Provided text ▸
◆ ◆ ◆ ◆
2-5 January 2001: After the windstorm, and recovering most of my cached gear and food (some had been blown away), I was able to get a ride to the fishing port of Hofn, about 20 miles from the Hoffell Valley. I settled into a hostel and considred the situation. At first, I wrote off the expedition, rationaliziong that I would be blown away on the plateau, that I had over-estimated myself and under-estimated the conditions, that the lack of snow would prevent me from digging snow shelters. For the first time in some years, I had been truly frightened by the environment. But after a telephone discussion with Halldor, and some thinking, I decided to try again. My confidence returned, but I did feel that the lack of snow would continue to be a problem. Nevertheless, I would cast myself upon the ice cap and try to make my journey. The wind -- well, I would just have to gamble. Some dangers on expeditions are manageable, but there are others that simply must be accepted or rejected, as they cannot be controlled in any way. On this expedition, I knew, the major hazard was the wind, and it had struck down my first attempt with ease, literally blowing me and my gear down the Valley, denying me even a foothold on Lambatungujokull. I would make a second attempt, and I would take the chance of being caught in another windstorm. "If one wishes to dance, one must pay the piper."

I had a few days to wait for Halldor, and I lounged about in Hofn, gobbling fatty foods and quaffing sodas to try to rehydrate my apparently mummified brain. I could not get enough to drink. I occasionally spoke with some Icelanders, who were quite reserved and cordially distant. I spoke to several people about the storm; they were all amazed that I had been in its' midst, and that I had survived. "This storm was very serious," said one of the stoic, hard-living fishermen in a smoky, dim cafe where I spent some hours looking over my maps. The fishermen all wore foul-weather overalls, similar to my one-piece, orange mountain suit, and their normal reserve was overwhelmed by their curiosity; they chuckled grimly at my descriptions of the storm, knowing all too well what it is to be exposed in such weather. It felt good to be congratulated by one of the fishermen on surviving. Out of the cafe window we could see a massive plume of snow being blown off the ice cap plateau, thirty miles distant. "Better o be here, eh?" one fisherman asked as we walked out of the cafe and into the perpetual, icy wind. I could only smile and nod.

As I waited for Halldor to arrive and transport me to the Skeidararjokull glacier for a second attempt, I re-packed some of my gear, replaced some food stores, and surveyed my maps. I made a plan to ascend Skeidararjokull to the ice cap plateau, spend some time exploring the geologically-active Grimsvotn region of the ice cap plateau, and then descend towards the original pickup point at Jokulheimar. This would not be a full crossing of the ice cap, but I would salvage the expedition and make an interesting journey of roughly 50 miles.

6 January 2001: I waved goodbye to Halldor and Ingvar as they turned around and trekked down the Skeidararjokull. They had hiked half a mile up the foot of the glacier with me as I dragged my sled Northwards towards the ice cap plateau. The Skeidararjokull was wet, with little snow. I travelled not on ski, but with crampons on my boots biting into the wet ice of the glacier surface. I was concerned by the lack of snow, but Halldor had assured me that the firn line -- the place where the permanent snow-pack began -- was just a few miles ahead, and that I should have no difficulty reaching Grimsvotn in a few days. As I listened to the sled grating across the bare ice, I wondered what adventures lay ahead.
◆ ◆ ◆ ◆
Material supplied ▸

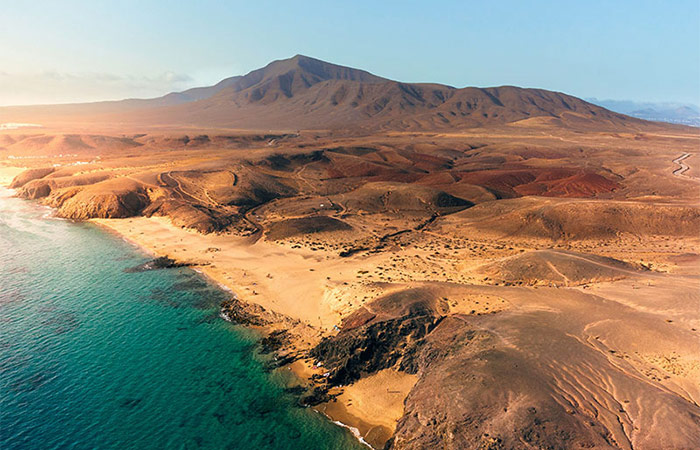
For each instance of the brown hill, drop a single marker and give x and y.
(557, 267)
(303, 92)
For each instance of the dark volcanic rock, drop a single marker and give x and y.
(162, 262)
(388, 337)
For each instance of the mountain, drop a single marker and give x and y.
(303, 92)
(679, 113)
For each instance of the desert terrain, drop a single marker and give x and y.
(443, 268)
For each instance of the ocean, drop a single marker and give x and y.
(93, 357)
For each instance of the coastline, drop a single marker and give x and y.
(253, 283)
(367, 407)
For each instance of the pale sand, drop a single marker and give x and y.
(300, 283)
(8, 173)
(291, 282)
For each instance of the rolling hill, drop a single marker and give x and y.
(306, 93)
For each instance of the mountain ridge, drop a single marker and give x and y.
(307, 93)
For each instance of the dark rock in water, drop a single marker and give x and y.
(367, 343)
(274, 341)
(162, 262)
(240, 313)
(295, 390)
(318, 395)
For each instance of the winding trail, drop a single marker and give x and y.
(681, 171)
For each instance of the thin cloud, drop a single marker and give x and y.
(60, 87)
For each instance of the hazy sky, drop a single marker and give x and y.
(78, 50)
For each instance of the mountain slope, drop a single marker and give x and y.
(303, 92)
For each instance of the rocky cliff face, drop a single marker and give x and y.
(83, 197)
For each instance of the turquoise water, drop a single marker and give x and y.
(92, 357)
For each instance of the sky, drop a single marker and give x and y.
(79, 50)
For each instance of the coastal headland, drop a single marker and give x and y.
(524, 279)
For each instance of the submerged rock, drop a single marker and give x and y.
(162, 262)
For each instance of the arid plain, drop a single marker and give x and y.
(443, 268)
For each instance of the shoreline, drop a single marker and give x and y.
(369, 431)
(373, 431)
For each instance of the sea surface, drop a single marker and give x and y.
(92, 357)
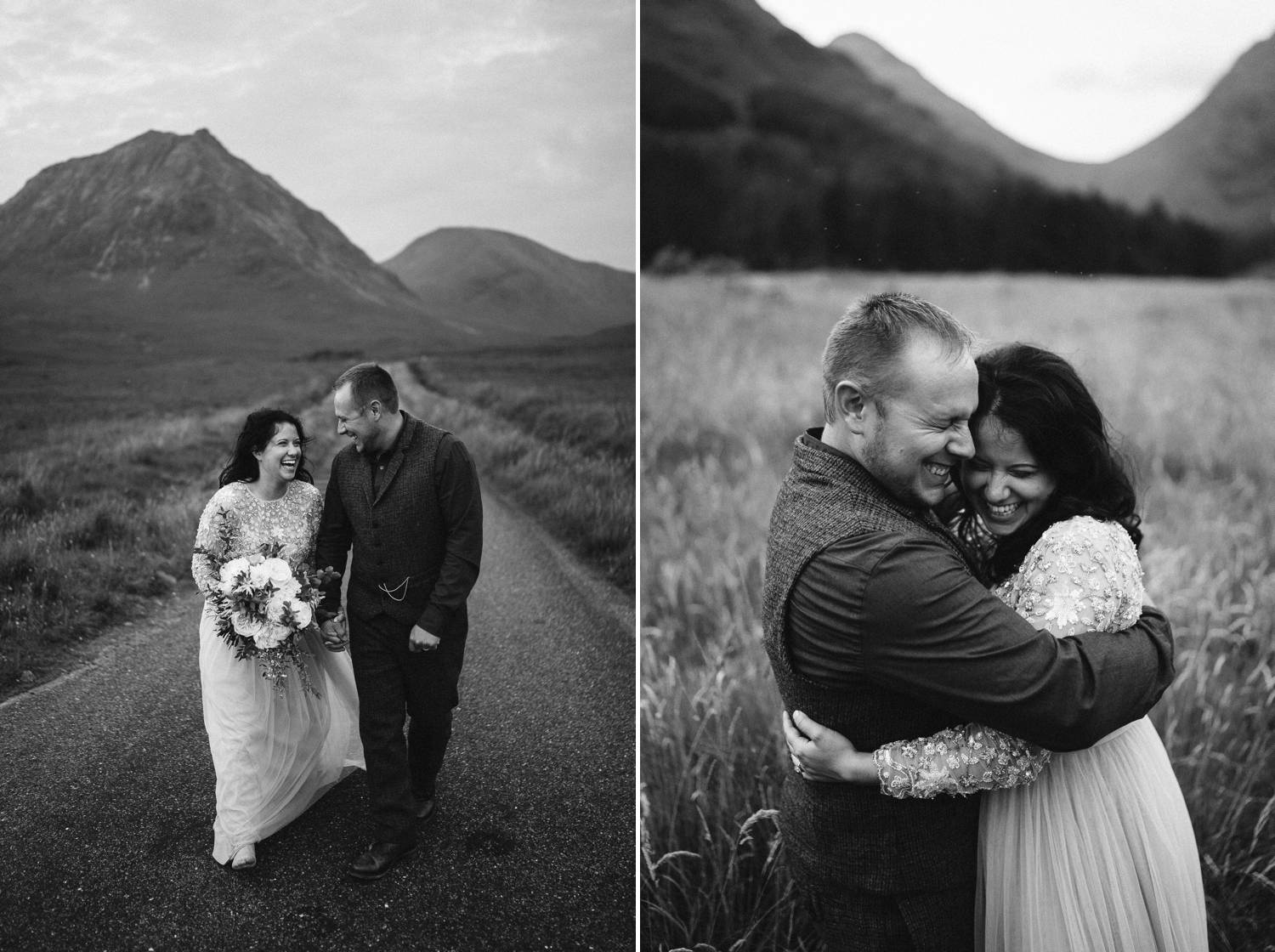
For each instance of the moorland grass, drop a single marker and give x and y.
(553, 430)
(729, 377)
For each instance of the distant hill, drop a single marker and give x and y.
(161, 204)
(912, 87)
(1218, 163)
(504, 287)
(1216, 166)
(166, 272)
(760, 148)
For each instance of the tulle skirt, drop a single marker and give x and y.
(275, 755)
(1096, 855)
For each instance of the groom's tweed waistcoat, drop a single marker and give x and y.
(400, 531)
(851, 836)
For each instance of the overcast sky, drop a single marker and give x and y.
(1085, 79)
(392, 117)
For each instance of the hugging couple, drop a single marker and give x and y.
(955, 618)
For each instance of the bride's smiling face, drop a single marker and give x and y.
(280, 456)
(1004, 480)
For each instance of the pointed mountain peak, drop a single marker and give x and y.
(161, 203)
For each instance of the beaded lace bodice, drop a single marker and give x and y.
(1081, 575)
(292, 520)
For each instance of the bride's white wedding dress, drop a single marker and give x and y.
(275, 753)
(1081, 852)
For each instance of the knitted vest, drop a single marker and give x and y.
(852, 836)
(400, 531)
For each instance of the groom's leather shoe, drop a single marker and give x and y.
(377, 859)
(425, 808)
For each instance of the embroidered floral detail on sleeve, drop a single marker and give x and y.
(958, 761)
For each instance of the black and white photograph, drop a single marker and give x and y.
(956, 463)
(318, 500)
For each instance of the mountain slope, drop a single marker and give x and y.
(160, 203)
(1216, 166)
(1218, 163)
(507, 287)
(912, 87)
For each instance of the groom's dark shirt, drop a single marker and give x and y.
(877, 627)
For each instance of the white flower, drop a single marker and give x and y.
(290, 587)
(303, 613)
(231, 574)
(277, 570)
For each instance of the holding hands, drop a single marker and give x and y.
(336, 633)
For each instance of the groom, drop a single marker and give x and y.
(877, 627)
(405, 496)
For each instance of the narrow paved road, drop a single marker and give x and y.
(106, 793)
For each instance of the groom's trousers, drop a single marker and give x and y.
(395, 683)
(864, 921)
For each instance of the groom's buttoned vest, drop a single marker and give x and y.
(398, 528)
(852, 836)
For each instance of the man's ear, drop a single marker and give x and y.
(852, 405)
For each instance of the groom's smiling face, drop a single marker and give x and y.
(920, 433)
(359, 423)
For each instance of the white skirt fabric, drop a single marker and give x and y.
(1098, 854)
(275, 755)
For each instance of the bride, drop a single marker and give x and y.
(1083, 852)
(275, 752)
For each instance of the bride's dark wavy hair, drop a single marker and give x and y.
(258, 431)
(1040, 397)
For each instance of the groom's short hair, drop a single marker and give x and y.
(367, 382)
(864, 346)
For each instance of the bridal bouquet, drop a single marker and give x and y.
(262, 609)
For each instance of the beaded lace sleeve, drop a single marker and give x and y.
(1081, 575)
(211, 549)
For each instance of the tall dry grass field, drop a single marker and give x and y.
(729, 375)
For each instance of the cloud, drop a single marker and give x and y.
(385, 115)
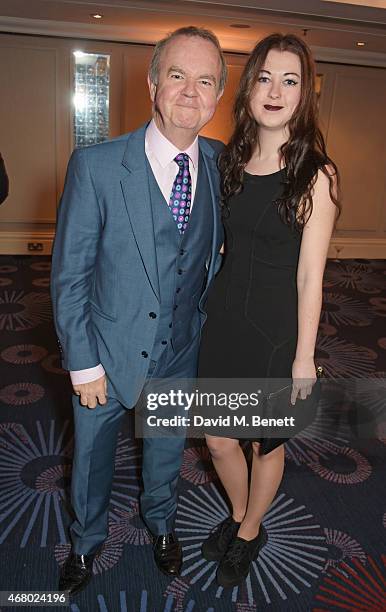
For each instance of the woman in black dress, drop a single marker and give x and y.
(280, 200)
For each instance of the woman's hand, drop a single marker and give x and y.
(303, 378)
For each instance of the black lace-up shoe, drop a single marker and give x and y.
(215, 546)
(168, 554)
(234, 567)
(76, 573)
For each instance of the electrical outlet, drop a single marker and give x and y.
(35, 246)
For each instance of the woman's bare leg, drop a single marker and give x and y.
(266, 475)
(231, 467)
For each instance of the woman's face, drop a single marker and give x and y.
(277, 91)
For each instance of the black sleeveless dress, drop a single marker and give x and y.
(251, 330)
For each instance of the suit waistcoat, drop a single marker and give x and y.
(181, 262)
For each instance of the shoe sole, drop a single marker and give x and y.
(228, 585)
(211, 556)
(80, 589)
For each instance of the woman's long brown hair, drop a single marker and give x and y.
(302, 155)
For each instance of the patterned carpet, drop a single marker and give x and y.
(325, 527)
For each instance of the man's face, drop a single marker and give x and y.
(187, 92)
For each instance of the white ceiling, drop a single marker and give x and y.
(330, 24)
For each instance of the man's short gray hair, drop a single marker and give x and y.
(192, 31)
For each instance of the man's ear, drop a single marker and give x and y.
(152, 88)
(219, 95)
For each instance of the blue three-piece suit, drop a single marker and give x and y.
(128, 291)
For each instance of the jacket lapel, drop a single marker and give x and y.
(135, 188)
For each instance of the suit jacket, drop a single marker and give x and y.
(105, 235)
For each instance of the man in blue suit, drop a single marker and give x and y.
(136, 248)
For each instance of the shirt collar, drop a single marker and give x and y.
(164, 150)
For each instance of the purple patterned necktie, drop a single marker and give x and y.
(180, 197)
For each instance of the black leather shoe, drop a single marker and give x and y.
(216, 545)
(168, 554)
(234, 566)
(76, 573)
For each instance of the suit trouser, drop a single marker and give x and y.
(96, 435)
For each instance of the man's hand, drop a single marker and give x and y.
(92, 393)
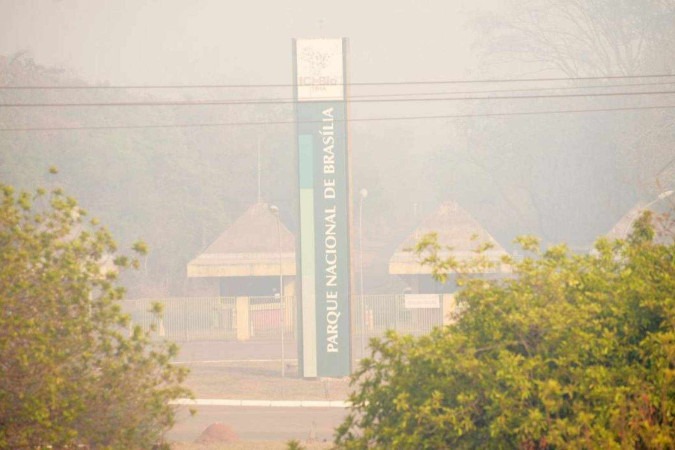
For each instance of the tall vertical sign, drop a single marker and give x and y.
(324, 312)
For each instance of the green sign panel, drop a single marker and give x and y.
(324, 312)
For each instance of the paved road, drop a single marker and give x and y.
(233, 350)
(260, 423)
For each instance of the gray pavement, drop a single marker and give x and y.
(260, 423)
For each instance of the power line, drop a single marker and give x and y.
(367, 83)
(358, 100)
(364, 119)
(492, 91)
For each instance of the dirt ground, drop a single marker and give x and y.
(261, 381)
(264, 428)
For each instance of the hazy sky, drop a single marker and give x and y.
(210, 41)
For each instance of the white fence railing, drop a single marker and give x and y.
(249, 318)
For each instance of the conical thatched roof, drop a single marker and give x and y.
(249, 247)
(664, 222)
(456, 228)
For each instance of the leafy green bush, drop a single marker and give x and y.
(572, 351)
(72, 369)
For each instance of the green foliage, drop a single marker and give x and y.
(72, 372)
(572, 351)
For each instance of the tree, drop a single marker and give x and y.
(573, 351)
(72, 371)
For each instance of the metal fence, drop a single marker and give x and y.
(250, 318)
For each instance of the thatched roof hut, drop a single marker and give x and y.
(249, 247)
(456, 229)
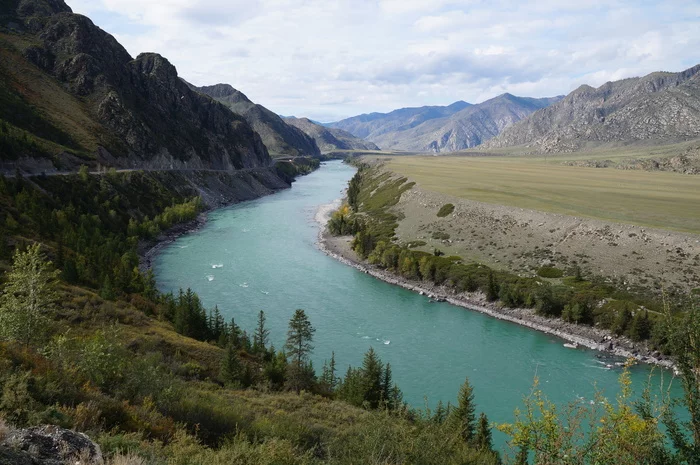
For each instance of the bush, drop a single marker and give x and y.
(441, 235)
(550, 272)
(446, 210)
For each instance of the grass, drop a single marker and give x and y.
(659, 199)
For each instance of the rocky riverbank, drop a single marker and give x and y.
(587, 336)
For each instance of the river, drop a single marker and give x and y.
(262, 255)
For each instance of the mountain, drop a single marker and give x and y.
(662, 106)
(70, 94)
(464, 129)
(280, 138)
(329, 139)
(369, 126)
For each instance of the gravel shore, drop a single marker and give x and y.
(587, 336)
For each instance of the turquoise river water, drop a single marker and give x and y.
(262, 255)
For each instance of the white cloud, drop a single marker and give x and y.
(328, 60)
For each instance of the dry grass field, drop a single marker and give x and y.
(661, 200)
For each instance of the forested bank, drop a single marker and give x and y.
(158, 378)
◆ ◆ ◆ ◆
Parts of the exercise ▸
[a] Answer these questions using the expedition account:
(i) Which fishing port did the writer get a ride to after the windstorm?
(ii) How far away was the ice cap plateau whose snow plume could be seen from the cafe window?
(iii) Roughly how many miles long was the journey planned for the second attempt?
[b] From the expedition account, output the part that opens with the words containing "6 January 2001: I" and closes with "adventures lay ahead.".

Results of the exercise ▸
[a]
(i) Hofn
(ii) Thirty miles
(iii) Roughly 50 miles

[b]
6 January 2001: I waved goodbye to Halldor and Ingvar as they turned around and trekked down the Skeidararjokull. They had hiked half a mile up the foot of the glacier with me as I dragged my sled Northwards towards the ice cap plateau. The Skeidararjokull was wet, with little snow. I travelled not on ski, but with crampons on my boots biting into the wet ice of the glacier surface. I was concerned by the lack of snow, but Halldor had assured me that the firn line -- the place where the permanent snow-pack began -- was just a few miles ahead, and that I should have no difficulty reaching Grimsvotn in a few days. As I listened to the sled grating across the bare ice, I wondered what adventures lay ahead.